# What to do
How many lines in the listing below contain the word "rocky"? Reply with the number alone.

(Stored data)
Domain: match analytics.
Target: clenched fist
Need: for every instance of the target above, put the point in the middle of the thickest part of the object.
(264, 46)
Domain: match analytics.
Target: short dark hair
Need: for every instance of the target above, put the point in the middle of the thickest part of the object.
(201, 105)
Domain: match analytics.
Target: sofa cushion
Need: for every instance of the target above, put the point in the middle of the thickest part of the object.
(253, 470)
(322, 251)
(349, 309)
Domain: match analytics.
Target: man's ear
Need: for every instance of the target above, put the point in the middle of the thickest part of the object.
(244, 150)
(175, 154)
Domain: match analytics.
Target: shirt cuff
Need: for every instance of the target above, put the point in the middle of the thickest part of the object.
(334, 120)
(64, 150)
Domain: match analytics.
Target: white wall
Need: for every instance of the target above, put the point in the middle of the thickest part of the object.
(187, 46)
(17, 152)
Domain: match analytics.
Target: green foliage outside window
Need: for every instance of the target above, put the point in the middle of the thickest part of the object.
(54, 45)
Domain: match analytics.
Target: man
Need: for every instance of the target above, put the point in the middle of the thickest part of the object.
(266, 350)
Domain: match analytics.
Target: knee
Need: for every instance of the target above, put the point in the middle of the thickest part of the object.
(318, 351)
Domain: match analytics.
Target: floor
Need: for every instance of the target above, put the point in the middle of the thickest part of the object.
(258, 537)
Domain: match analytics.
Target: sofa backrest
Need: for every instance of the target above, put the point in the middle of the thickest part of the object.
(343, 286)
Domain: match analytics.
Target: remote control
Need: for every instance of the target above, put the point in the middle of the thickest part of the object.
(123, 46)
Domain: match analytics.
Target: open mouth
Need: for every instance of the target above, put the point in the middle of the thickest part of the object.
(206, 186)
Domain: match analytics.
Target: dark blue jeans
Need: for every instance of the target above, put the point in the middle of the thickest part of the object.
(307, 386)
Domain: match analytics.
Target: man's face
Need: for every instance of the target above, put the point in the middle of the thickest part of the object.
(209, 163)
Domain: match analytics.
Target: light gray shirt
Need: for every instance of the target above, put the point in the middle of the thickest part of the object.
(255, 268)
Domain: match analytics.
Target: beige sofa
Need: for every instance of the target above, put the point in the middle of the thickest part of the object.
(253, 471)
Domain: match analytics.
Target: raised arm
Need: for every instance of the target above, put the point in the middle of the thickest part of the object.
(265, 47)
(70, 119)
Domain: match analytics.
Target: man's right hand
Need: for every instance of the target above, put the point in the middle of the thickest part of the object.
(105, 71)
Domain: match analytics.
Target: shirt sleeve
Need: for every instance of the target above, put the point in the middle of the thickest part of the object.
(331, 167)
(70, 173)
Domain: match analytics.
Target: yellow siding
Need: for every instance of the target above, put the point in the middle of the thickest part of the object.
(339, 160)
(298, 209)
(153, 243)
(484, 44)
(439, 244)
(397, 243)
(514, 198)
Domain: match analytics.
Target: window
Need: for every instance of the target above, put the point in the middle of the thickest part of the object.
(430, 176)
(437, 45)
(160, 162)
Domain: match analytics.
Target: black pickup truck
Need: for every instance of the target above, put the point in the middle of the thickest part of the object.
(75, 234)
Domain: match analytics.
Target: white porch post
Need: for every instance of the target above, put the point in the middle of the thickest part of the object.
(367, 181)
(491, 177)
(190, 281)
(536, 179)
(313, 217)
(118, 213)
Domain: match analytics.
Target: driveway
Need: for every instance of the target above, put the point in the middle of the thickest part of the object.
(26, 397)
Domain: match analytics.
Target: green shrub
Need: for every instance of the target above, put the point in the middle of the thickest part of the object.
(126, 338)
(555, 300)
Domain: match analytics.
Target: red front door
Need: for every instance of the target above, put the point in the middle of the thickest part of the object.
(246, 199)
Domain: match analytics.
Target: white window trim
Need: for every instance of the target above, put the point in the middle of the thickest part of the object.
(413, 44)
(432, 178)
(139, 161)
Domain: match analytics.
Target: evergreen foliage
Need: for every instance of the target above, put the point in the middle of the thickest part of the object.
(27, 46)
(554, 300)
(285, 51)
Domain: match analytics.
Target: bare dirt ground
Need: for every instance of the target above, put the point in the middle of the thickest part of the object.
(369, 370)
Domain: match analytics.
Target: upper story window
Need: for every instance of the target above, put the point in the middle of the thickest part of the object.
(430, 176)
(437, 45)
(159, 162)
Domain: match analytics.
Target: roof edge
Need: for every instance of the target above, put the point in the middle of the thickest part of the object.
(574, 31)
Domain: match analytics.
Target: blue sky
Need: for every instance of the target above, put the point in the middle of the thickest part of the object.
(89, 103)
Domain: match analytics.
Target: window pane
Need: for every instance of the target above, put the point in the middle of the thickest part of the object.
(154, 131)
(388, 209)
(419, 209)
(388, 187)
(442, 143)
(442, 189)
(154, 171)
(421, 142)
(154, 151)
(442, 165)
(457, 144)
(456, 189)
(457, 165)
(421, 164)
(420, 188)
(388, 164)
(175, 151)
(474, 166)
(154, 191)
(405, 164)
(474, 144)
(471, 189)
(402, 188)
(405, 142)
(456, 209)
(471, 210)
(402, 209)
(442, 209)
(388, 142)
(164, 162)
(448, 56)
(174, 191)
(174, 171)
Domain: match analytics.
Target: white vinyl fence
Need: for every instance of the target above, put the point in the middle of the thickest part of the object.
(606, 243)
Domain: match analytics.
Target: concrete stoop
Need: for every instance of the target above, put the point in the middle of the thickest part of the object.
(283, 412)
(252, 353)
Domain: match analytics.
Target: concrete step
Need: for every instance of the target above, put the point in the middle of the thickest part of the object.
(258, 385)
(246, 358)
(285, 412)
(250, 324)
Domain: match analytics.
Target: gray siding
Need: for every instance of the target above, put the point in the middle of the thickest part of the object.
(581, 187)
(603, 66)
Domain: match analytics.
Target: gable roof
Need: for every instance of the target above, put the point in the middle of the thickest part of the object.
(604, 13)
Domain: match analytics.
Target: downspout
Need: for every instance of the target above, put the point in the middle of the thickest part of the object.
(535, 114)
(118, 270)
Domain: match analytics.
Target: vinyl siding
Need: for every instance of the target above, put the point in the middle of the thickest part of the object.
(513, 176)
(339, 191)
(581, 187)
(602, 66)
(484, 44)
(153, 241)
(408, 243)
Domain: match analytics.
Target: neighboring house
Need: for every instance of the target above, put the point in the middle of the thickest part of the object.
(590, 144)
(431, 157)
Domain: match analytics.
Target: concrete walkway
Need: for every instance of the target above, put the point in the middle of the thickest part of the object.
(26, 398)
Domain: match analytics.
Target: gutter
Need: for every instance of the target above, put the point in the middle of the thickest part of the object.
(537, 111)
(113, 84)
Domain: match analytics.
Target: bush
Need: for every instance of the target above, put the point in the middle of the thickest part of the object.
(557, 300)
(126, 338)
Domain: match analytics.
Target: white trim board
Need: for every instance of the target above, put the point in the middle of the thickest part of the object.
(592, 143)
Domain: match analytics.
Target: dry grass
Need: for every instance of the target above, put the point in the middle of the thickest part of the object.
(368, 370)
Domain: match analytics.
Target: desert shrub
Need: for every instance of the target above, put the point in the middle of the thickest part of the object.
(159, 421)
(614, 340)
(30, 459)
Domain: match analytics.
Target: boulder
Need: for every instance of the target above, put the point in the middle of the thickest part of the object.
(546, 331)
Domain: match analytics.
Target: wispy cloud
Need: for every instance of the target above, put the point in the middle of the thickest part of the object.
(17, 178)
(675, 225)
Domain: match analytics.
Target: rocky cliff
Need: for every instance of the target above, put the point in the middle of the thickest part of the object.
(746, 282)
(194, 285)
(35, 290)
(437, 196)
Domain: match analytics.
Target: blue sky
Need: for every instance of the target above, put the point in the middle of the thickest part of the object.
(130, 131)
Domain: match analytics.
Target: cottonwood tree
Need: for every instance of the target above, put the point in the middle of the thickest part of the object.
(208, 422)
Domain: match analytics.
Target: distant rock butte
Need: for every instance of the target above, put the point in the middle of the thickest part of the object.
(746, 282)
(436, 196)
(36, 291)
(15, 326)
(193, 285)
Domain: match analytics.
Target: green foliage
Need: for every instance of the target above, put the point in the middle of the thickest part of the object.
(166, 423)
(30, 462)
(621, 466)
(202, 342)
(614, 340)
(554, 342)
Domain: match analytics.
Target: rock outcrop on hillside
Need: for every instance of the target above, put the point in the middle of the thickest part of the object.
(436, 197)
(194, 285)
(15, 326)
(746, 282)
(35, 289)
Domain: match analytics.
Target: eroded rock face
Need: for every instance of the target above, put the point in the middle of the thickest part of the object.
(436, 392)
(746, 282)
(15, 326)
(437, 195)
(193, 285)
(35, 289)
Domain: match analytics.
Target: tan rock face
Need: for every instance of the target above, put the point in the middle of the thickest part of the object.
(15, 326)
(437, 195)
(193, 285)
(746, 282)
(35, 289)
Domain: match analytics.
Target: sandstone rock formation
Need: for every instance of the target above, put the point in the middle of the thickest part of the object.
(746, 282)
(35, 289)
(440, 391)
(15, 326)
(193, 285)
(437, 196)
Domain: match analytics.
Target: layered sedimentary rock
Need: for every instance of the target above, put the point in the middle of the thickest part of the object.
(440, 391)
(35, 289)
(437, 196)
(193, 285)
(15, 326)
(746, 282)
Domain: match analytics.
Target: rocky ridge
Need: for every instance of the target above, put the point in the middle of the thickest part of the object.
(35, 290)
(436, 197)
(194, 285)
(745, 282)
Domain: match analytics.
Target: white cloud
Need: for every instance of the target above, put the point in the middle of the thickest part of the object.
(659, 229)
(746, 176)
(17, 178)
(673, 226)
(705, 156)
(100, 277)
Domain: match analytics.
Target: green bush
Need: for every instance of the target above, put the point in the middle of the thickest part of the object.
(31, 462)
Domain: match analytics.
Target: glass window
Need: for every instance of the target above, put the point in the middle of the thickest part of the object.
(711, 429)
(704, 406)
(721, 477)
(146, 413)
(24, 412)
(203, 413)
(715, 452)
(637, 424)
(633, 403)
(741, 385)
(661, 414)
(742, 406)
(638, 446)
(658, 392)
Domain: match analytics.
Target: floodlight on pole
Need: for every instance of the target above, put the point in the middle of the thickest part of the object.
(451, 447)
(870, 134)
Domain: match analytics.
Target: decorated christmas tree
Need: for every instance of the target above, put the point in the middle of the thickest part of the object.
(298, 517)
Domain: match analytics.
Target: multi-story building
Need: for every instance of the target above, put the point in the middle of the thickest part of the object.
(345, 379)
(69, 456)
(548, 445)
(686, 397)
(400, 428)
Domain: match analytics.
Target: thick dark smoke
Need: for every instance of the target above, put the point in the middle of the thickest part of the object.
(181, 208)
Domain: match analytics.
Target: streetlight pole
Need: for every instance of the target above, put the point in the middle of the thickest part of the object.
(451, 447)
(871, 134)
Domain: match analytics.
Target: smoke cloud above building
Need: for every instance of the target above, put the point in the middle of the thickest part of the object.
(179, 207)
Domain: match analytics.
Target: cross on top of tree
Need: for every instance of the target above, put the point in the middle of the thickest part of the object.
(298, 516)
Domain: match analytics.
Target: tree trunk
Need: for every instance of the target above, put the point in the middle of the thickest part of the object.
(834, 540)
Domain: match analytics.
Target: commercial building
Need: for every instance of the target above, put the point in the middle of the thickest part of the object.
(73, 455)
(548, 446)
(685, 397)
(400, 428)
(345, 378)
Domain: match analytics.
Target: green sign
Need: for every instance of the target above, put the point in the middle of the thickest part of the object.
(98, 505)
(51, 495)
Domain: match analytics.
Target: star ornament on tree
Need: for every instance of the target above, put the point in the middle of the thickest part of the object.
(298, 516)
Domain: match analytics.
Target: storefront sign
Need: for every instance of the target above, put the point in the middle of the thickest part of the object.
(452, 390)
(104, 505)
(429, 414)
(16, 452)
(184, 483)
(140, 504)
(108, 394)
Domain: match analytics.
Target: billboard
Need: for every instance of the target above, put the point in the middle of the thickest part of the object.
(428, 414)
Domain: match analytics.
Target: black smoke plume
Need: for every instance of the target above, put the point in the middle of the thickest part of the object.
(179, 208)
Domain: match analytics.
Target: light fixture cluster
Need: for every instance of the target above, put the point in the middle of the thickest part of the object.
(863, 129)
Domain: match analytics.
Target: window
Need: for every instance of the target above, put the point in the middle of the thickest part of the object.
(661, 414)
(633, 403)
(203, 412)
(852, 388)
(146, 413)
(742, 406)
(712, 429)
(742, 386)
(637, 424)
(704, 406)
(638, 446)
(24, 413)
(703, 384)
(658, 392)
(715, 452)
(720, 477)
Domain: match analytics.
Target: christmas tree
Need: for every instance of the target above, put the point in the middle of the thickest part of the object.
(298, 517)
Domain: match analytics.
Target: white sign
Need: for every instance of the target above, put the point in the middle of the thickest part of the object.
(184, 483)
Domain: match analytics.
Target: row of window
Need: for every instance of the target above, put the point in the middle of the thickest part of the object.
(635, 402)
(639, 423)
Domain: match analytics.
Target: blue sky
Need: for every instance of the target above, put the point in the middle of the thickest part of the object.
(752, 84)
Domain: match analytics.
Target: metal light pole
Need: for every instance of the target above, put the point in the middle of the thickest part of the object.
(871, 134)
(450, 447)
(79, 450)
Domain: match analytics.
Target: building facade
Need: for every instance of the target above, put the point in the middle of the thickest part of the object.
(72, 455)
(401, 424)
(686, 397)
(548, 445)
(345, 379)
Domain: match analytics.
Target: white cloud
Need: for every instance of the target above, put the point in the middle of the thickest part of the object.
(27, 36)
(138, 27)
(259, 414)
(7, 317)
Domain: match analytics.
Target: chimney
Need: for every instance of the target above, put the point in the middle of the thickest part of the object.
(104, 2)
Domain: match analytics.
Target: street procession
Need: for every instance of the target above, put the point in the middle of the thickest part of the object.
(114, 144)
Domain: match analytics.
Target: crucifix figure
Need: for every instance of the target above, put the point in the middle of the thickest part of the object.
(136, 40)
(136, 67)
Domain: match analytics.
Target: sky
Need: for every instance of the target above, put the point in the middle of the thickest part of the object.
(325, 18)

# Solved exercise
2